:: SELECTED PASSAGE ::
By facilitating access to valuable biological samples, the growth of biobanks since the late 1990s has propelled advances in genetics and medical research. How can we ensure the economic viability of biobanks to encourage innovation? New research by TSE’s Catherine Bobtcheff and Carole Haritchabalet underlines the importance of a biobank’s strategic positioning in the marketplace, expertise and conditions of exchange. They identify information asymmetries between biobanks and research units, and suggest ways to resolve them.
What are the key challenges of running a biobank?
The management of biobanks, which are usually attached to a hospital where patients provide the vast majority of samples, requires considerable scientific and technical expertise. Biobanks must comply with numerous legal and regulatory requirements, particularly concerning the collection and transport of samples and the management of personal data. High-quality sample production requires a great deal of coordination between various professions. Research units then acquire samples for study that can be conducted independently or in coordination with the biobank.
How can we put a price on biobanks?
The economic valorization of biobanks is mainly a problem of valorization of innovation. Successful innovation is highly dependent on sample quality and the involvement of the various stakeholders in the sample production chain. This introduces significant problems of information asymmetry. Many economists, such as Jean Tirole (1999), have analyzed the optimal contract that provides the different parties with adequate remuneration for their effort and maintains incentives for innovation. These contracts call for distribution of innovation property rights between the different parties, and for payment of licenses and royalties.
How do information asymmetries impact the market for samples?
The biobank is faced with a problem of adverse selection because the projects are carried out by different research units with different skills, and the success of projects is difficult to evaluate. This justifies a committee for the provision of samples, helping to identify the most promising research projects. It may also be difficult for a research unit to assess a sample’s quality at the point when the contract is signed. Certification, labeling and a record of academic successes can help biobanks to mitigate this problem.

:: INFORMATION SUPPLIED ::

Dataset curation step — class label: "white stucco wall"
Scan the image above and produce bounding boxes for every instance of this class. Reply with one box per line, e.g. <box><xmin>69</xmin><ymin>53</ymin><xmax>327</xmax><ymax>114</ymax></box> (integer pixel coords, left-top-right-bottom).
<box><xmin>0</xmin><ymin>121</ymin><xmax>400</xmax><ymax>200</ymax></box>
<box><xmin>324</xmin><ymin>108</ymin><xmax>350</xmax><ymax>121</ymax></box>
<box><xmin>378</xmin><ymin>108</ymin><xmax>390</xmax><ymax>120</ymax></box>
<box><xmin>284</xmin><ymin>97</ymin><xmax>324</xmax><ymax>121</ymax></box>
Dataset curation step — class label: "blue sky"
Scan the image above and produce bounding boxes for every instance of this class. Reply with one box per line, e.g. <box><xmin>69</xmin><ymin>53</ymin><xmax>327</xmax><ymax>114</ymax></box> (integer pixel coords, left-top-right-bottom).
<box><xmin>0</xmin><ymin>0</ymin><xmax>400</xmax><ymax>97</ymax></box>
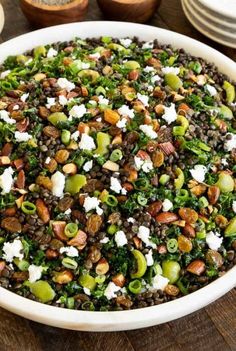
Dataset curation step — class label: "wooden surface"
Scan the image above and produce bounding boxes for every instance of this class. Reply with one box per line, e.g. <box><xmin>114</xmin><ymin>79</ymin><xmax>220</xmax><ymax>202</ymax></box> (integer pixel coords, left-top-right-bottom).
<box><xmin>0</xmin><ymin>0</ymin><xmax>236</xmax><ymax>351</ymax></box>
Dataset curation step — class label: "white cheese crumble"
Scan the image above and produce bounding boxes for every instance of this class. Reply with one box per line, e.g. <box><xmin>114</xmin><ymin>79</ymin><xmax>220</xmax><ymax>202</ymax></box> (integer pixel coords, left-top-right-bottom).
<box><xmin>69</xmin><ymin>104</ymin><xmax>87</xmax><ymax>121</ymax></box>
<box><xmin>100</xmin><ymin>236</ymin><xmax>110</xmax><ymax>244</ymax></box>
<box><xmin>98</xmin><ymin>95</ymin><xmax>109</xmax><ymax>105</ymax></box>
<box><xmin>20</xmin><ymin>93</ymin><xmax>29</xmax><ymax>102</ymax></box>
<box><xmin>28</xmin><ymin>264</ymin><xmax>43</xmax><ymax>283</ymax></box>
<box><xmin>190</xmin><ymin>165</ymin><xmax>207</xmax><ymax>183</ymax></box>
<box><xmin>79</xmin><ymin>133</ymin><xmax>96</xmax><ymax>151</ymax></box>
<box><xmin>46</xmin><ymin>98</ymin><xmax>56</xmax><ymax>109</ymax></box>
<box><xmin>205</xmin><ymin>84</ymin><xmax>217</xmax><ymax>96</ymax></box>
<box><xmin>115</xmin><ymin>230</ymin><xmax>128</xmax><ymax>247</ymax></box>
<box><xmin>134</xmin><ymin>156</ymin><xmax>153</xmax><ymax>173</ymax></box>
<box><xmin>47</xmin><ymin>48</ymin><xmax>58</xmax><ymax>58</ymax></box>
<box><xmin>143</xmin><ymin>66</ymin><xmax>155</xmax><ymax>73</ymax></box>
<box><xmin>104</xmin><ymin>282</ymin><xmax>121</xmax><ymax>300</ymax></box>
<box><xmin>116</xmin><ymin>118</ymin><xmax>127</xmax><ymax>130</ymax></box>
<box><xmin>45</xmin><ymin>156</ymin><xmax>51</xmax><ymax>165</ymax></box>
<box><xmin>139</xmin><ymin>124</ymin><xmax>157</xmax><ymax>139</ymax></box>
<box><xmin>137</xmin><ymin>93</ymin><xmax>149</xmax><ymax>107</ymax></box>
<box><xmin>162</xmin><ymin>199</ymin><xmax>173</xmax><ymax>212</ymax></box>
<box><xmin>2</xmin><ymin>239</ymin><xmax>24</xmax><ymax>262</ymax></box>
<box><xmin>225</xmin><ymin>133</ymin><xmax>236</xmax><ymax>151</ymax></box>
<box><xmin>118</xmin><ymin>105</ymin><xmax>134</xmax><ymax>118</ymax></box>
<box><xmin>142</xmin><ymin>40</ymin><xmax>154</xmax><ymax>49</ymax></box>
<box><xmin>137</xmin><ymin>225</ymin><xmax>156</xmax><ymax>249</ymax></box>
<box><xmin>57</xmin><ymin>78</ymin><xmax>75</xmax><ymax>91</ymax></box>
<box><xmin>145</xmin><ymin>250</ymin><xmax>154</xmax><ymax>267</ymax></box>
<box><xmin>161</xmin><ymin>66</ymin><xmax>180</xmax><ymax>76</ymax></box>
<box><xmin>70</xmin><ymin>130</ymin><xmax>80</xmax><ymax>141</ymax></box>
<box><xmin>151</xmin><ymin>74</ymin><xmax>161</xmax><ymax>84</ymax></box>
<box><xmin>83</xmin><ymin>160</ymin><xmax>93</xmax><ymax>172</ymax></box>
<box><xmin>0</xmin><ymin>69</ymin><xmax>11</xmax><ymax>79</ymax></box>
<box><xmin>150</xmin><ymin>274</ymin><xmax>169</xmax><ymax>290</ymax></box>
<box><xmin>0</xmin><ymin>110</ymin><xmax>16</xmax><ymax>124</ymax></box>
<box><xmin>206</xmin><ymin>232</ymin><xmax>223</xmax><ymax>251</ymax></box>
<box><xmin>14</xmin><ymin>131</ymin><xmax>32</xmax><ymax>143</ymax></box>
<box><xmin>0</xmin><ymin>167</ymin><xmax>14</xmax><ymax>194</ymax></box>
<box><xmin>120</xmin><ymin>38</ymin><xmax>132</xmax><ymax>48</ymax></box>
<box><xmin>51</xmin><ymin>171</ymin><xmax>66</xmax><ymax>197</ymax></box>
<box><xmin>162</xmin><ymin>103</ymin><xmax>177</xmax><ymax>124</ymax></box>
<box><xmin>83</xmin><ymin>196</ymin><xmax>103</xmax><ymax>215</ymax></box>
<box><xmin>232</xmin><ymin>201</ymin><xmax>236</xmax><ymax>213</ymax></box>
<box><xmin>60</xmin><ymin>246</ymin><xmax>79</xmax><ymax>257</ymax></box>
...
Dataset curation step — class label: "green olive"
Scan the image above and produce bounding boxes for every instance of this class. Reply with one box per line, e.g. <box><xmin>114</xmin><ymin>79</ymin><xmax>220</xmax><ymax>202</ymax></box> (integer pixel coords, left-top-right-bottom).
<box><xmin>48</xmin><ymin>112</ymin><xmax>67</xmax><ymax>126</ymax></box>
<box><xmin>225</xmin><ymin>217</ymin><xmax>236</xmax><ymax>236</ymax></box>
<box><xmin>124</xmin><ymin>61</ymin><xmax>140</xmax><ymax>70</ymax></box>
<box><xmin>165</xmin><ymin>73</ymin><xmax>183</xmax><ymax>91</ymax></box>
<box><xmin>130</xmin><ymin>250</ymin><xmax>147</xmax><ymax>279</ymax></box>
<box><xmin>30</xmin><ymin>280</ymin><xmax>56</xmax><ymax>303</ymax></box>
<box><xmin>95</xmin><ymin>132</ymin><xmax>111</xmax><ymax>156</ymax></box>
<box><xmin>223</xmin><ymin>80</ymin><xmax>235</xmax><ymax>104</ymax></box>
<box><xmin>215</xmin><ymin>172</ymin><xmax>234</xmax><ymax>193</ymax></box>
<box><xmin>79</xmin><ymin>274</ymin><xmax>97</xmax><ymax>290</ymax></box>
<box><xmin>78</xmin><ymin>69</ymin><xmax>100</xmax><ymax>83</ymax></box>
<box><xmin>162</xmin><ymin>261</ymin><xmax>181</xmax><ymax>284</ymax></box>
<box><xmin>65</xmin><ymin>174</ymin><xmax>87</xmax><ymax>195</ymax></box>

:: QUESTIONS TO ANSWER ::
1 - From the text on biobanks, reproduce the passage from "How do information" to "mitigate this problem.".
2 - Answer these questions using the text on biobanks:
(a) Where are biobanks usually attached?
(b) Which economist does the text name as having analyzed the optimal contract, and with what year?
(c) What three things can help biobanks mitigate the difficulty research units have in assessing sample quality?

:: SOLUTIONS TO THE EXERCISE ::
1 -
How do information asymmetries impact the market for samples?
The biobank is faced with a problem of adverse selection because the projects are carried out by different research units with different skills, and the success of projects is difficult to evaluate. This justifies a committee for the provision of samples, helping to identify the most promising research projects. It may also be difficult for a research unit to assess a sample’s quality at the point when the contract is signed. Certification, labeling and a record of academic successes can help biobanks to mitigate this problem.

2 -
(a) To a hospital.
(b) Jean Tirole, 1999.
(c) Certification, labeling and a record of academic successes.